* TASK TO CARRY OUT *
Every record that follows should be printed verbatim.

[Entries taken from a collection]
####################

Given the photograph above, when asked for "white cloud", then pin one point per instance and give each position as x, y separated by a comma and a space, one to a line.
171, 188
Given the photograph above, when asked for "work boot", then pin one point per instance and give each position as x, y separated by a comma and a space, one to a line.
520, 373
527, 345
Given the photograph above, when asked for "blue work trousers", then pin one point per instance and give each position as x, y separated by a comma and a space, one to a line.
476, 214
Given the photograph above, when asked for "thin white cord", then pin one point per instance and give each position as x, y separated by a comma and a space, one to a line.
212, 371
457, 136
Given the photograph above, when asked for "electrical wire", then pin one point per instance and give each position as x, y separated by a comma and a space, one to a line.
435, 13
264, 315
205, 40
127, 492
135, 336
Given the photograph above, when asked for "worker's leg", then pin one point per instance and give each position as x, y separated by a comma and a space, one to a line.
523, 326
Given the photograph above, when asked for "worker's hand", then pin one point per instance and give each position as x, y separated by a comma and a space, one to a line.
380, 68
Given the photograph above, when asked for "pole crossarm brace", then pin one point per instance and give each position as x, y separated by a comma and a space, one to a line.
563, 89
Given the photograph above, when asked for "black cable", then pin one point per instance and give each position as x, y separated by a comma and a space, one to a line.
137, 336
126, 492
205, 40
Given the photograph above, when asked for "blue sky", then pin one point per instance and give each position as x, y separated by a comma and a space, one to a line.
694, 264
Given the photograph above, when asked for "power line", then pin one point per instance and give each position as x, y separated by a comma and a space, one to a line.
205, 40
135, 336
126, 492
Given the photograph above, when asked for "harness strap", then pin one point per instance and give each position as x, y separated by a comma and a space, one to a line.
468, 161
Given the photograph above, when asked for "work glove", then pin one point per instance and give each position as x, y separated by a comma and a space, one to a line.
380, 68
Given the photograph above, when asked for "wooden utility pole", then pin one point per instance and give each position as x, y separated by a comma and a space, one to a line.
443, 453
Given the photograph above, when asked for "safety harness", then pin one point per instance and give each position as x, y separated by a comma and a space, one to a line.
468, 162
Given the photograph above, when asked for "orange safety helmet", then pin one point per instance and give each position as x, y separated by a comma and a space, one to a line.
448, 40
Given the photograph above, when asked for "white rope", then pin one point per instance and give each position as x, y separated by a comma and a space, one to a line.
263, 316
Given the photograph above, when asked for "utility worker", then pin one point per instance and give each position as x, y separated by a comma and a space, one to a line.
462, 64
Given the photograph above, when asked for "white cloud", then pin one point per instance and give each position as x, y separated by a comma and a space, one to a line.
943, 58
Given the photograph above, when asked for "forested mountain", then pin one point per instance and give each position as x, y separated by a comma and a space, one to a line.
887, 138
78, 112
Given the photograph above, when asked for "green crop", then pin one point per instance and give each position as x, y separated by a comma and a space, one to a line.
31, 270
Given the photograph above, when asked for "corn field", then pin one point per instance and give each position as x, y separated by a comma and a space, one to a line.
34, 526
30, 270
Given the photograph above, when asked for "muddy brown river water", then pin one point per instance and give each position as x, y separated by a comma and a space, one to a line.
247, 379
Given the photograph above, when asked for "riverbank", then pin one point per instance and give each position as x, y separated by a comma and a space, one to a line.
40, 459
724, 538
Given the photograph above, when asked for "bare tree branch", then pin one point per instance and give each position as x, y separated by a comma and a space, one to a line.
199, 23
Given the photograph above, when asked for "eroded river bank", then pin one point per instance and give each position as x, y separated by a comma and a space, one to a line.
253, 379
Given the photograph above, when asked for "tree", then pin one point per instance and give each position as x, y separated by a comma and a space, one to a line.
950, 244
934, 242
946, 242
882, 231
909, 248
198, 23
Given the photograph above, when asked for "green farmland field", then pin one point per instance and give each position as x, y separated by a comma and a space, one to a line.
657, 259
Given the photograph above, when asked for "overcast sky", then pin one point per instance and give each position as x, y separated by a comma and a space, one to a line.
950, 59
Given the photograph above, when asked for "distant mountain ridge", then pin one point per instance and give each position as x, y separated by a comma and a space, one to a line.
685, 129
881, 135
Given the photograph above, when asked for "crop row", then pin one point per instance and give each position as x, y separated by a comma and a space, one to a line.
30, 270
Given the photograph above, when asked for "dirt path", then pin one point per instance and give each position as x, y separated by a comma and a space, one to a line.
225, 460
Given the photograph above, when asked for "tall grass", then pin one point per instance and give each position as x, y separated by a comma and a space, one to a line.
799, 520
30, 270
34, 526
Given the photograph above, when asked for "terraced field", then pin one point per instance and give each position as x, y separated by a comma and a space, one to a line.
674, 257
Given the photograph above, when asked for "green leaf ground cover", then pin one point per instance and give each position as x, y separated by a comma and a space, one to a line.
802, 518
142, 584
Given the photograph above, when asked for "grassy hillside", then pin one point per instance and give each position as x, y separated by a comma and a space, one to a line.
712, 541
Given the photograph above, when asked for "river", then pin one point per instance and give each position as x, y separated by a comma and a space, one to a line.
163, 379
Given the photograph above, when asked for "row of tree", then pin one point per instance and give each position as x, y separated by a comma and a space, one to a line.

####################

* SOLUTION TO THIS TASK *
Given the photograph above, when asked for "white cloud", then pin one point per instance and give each position as x, y separated by a comma and a space, one to a line.
171, 188
Given the photograph above, when asked for "work boot", then pin one point per instance and give each position as x, y separated by a comma and a space, one to a line.
520, 373
527, 345
Given the photograph above, when asked for "blue work trousers", then pin one point per instance and give each position as x, y separated by a comma and a space, one to a line.
476, 214
Given the photograph above, when asked for "thin white cord", then pin one point per instance and give each position as x, y separated by a comma and a space, one to a line.
212, 371
457, 136
Given the photograph above, when asked for "electrical wire", then pin one point per instance and give each position as x, y separated by a comma and a space, one to a line.
435, 13
264, 315
205, 40
127, 492
135, 336
Given the photograph above, when asked for "worker's leg", then pin one point per instance and give each position as x, y separated by a comma and a space, one to a line.
523, 326
Given the photograph above, when asked for "worker's hand", then pin one point per instance and give each position as x, y separated by a comma and a space, one to a line.
380, 68
Given the photograph above, when asked for "pole crossarm brace", then pin one point per instance and give each position as x, y separated by a comma and a space, one to a line.
563, 89
Given the photograph above, when asked for "black cable", then pin one point per instance and give each position as x, y separated by a comma and a space, one to a line.
137, 336
126, 492
205, 40
Given the photograph above, when asked for "blue sky", then pin one point per instance and give each position as x, y separated by a comma and a space, one to a line.
694, 264
Given the photograph above, when asked for "power line", then pin one point per instance and give each position as x, y separated by a comma and a space, one to a line.
205, 40
135, 336
126, 492
Given the photograph above, when asked for "harness strap", then pin one point per instance and give each position as x, y separated by a comma and a space, one to a line.
468, 161
Given the photograph above, when asked for "work glove", then pin one point per instance and give each position as x, y separated by a comma and a space, one to a line.
380, 68
Given the photograph above, when asked for "wooden utility pole", then pin one point per instance and give each position as x, y separated by a comma and a space, one to a line.
443, 453
Given the photograph above, when asked for "safety harness", then pin one point per instance and give each position as x, y separated by a comma and a space, one to a line.
468, 162
Given the photograph above, when asked for "orange safety helmet", then pin one point per instance and give each position as x, y separated by a comma and a space, one to a line.
448, 40
Given the photograph above, when asked for "white rope", then pin one point per instance and give each position as x, y separated by a comma and a space, one to a line.
263, 316
Given the photograph above, when asked for "utility worker", then pin one point per instance and give each position as x, y separated by a comma and a space, one to a line.
462, 64
Given the photograph above, when asked for "white cloud", then pin one point per instance and give each position as x, y separated by a comma and a space, one to a line.
943, 58
Given the photograph above, when asked for "forested mountain", then pin one point per instance and give each position as x, y separated by a comma and a space, one to a line.
887, 138
78, 112
Given the photograph above, when asked for "green crop", then pin one point per instance and give each position as x, y separated by a comma and a space, one to a line.
31, 270
Given the photograph above, when asked for "corn field", then pin one point per instance and give each position as x, y separated by a comma and a space, one to a line.
34, 526
30, 270
Given the photograph above, when asked for "muddy brown river water", then pin one point per instance and give each position as x, y separated by a comma and a space, one to a line.
247, 379
Given the photograph above, when asked for "riverbank", then pin one point per instance and give each position as x, y separated by a comma and a space, one to a line.
40, 459
724, 538
Given the photograph above, when asked for "bare tree branch", then pin one point per instance and give each position as x, y separated by a comma and a space, one to a line.
199, 23
Given the photograph above, when asked for "eroded river bank", then pin one point per instance and give each position as x, y separated by a comma and a space, one to a line.
253, 379
Given the photograph above, when asked for "tree", then pin one point per instance and give each position as x, y separated by a comma and a space, one to a line.
950, 244
934, 242
946, 242
882, 231
909, 248
198, 23
Given the photograph above, when asked for "green farmland field", then pin one point per instance and give each position as x, y separated by a comma and a space, one to a line.
657, 259
Given the photograph above, when asked for "overcast sky", then pin one point per instance and give each position as x, y separated by a comma and a space, one to a line.
950, 59
Given the photograph above, when asked for "distant mountain ridge", then pin one point per instance and give each position as x, y separated by a comma and a space, one to a line.
685, 129
881, 135
Given the photograph above, when asked for "crop row", then pin one point per instance and give each position as x, y separated by a comma and a space, one to a line.
30, 270
Given the photograph above, when asked for "dirt path", then pin one point per instance and give each position as x, y separated by a comma and a space, one to a line.
225, 460
Given the photograph above, when asked for "tall grass", then pin one point per instance and give each position as x, y separated by a comma and a space, one to a line.
799, 520
30, 270
34, 526
Given the photograph above, when asked for "terraced field", then pin one point per instance and give each position as x, y separated by a comma and a space, one to a line.
674, 257
Given the photograph above, when asked for "green leaf ground cover", then pin one point per instance and give each position as x, y separated by a comma and a space, one to a line.
802, 518
142, 584
Given the photograph above, when asked for "grassy hillside", then pin one point per instance and give each position as x, y separated by a comma and a space, one to a line.
712, 541
Given the photograph above, when asked for "river", then pin one point per instance and give each position as x, y separated by a comma and a space, one to a line.
163, 379
Given the photograph above, when asked for "row of tree", then pin one point per instance and give each position as x, y separated by a comma and a space, one to a line.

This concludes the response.